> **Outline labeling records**
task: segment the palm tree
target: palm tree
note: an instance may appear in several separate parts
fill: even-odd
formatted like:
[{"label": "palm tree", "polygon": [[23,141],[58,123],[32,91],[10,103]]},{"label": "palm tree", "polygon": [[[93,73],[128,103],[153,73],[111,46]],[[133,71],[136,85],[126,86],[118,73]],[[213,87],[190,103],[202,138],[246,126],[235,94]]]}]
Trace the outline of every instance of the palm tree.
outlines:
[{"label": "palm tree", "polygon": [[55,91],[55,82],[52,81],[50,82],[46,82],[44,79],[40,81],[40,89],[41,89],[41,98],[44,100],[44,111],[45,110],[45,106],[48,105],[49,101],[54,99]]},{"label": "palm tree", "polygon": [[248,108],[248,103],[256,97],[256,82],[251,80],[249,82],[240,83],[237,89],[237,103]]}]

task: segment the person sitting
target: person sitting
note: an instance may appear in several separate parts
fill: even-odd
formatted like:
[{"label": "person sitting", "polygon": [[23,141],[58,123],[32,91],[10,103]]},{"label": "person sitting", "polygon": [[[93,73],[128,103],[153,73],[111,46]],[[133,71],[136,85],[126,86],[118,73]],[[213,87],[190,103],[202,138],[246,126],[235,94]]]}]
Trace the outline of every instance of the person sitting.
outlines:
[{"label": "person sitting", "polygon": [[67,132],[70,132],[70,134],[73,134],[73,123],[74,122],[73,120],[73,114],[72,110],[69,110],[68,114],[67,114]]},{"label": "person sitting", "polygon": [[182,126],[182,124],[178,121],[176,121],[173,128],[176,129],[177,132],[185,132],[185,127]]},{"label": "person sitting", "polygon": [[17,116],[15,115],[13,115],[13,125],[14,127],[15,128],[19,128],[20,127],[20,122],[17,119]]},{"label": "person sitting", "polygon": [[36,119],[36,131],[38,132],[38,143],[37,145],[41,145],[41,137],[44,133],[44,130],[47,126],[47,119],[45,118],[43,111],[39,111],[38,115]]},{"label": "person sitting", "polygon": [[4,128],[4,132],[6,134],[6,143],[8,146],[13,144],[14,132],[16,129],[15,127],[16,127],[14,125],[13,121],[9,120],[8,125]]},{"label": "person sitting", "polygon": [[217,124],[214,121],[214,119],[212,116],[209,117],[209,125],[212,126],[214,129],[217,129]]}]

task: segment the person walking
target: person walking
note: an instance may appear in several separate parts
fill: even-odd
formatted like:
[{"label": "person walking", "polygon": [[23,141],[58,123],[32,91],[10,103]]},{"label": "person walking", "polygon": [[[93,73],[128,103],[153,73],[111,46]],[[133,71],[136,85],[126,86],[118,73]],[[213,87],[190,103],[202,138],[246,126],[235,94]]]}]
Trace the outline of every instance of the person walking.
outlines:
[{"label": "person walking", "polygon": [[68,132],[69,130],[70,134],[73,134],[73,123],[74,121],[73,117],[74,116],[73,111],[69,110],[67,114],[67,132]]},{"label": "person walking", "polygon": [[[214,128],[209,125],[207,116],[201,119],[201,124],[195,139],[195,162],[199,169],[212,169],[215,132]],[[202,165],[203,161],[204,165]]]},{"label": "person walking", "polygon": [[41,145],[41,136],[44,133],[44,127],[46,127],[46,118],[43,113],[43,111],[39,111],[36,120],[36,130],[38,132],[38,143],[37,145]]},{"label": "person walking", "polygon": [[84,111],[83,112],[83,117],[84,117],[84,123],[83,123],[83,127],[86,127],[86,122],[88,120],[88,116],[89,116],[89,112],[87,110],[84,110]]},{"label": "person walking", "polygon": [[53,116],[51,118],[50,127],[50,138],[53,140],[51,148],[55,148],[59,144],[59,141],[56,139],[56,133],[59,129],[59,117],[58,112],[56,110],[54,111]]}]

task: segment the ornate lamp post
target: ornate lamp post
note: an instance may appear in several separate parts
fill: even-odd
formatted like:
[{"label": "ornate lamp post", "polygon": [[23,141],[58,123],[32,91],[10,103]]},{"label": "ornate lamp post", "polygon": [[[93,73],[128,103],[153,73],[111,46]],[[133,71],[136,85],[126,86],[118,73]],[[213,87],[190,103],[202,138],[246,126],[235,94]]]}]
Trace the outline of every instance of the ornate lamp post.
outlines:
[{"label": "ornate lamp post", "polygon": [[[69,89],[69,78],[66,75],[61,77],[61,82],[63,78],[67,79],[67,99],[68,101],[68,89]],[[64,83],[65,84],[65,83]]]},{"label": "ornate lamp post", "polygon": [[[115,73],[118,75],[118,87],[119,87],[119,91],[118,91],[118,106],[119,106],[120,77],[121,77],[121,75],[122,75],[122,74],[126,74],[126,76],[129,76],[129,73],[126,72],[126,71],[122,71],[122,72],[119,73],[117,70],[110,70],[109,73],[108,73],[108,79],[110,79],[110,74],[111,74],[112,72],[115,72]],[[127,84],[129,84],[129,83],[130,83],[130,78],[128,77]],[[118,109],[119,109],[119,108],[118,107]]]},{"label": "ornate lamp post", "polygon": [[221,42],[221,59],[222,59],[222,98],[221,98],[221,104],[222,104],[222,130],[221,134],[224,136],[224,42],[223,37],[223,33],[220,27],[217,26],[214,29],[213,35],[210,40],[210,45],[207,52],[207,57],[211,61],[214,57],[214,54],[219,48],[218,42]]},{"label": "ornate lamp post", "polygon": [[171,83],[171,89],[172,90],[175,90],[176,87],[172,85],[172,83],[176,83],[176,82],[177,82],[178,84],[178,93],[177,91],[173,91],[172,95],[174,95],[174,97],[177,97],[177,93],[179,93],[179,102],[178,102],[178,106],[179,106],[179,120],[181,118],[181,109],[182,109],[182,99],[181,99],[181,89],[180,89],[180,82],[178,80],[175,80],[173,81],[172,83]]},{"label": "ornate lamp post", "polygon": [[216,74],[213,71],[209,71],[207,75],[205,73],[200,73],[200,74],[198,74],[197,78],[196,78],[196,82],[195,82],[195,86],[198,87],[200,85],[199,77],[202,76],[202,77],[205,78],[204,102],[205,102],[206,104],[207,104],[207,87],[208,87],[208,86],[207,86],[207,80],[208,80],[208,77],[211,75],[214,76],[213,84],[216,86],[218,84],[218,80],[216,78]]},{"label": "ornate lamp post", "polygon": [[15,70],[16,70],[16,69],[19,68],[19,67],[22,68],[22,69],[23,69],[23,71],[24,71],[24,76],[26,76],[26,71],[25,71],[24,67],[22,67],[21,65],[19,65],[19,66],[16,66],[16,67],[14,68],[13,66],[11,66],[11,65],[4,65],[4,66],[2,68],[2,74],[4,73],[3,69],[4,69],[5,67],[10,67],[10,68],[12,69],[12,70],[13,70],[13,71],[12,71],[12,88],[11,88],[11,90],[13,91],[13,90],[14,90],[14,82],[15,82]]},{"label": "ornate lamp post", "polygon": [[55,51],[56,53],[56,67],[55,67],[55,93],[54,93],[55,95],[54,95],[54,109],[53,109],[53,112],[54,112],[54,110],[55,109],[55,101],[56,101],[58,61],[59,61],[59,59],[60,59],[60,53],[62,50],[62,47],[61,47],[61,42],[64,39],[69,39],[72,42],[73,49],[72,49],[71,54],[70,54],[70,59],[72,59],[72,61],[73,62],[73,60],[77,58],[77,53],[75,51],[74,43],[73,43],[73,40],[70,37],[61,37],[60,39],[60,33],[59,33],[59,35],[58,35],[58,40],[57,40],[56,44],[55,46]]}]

> **EXERCISE DESCRIPTION**
Pick out all lines in the records above that contain the word "every", and copy them out.

> **FULL ANSWER**
Trace the outline of every instance of the palm tree.
Trace the outline of every instance of the person sitting.
Trace the outline of every instance of the person walking.
Trace the outline of every instance of the ornate lamp post.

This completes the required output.